**Task directions:** Pick out each line in the rows below that contains the string "Target" and copy those lines in full.

**Supplied records:**
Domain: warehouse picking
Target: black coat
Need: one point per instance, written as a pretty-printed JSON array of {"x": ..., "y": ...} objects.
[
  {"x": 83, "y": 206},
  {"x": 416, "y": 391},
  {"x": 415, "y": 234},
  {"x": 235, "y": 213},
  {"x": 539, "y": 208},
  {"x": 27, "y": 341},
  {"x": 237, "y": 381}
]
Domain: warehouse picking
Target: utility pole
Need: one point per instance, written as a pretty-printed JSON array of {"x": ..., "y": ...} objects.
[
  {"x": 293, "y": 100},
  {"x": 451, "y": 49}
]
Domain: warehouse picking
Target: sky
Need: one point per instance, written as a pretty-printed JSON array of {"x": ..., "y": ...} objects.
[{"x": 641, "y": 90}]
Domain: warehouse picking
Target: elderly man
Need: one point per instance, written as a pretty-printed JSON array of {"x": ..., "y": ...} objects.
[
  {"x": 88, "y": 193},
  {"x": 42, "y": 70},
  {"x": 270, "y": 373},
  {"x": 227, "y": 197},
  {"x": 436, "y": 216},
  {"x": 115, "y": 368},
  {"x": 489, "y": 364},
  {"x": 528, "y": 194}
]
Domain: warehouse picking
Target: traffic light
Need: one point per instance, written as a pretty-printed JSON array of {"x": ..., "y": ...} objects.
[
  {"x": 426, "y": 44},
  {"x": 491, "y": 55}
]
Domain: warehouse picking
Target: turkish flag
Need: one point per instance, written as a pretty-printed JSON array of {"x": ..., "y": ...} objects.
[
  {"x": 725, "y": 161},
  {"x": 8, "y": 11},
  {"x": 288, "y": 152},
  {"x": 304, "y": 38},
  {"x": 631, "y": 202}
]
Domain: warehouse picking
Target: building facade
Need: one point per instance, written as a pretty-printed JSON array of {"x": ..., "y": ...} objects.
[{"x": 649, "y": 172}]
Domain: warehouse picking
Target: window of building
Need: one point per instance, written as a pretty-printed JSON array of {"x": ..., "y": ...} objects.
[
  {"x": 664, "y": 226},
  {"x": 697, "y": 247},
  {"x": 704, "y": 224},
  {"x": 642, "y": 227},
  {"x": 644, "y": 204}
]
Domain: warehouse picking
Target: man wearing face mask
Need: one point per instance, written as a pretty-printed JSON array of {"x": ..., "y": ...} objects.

**Finished answer:**
Target: black coat
Target: utility pole
Target: sky
Target: elderly man
Target: traffic light
Target: turkish flag
Target: building facade
Target: window of building
Target: man wearing face mask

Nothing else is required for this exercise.